* _BRIEF_: Copy every line of the entries below, text lines included, but multiply each x and y coordinate by 1.25 and round to the nearest whole number, rounding halves up. Omit the pictures.
┌─ TASK INPUTS
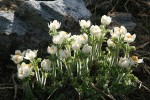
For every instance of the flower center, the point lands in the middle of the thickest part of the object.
(129, 36)
(51, 49)
(134, 58)
(84, 37)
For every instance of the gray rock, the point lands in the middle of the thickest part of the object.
(37, 14)
(10, 24)
(122, 19)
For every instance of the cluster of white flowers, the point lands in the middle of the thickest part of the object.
(24, 70)
(128, 62)
(30, 55)
(46, 65)
(77, 53)
(54, 25)
(18, 57)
└─
* _THE RESPONSE_:
For every instance of the flower center, the point lands in the middle of the thickest part of the object.
(161, 45)
(64, 61)
(168, 73)
(105, 46)
For every instance of the gray rock, the point lands in the middle of the thickest part of the object.
(46, 18)
(13, 30)
(153, 24)
For every instance of the cluster of white flowers, the point lands in the middle of the thickest part of the object.
(30, 88)
(160, 78)
(38, 69)
(58, 81)
(96, 66)
(68, 31)
(23, 71)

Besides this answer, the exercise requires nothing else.